-- INSTRUCTIONS TO FOLLOW --
Only lines containing "large" are wanted from the data below. Copy those lines.

*** EXERCISE DATA ***

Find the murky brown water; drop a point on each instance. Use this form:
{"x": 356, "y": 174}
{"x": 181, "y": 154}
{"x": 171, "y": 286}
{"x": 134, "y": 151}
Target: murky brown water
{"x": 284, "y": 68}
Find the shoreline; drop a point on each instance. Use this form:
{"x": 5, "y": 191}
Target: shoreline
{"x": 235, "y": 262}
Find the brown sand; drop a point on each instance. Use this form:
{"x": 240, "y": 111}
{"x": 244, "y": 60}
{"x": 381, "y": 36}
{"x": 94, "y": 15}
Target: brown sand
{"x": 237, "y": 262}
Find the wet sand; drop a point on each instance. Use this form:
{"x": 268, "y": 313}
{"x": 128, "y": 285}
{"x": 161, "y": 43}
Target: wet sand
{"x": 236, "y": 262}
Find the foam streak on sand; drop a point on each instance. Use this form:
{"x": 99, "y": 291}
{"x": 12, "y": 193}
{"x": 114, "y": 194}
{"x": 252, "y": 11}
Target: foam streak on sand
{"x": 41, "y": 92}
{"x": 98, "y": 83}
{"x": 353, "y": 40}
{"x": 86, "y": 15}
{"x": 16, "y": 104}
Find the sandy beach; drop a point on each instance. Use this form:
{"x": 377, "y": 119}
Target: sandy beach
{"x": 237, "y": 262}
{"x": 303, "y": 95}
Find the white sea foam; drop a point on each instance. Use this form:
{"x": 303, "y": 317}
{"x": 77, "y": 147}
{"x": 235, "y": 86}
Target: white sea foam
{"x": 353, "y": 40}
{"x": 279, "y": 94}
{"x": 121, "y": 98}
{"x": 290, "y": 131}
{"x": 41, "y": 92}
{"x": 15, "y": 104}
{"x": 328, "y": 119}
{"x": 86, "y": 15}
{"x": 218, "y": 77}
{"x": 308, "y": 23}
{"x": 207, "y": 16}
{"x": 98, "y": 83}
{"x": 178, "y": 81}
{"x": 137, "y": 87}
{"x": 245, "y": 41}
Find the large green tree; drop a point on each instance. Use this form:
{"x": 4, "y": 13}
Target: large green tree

***

-- SOLVED PROBLEM --
Find the large green tree; drop a point on each instance. Use this form:
Target: large green tree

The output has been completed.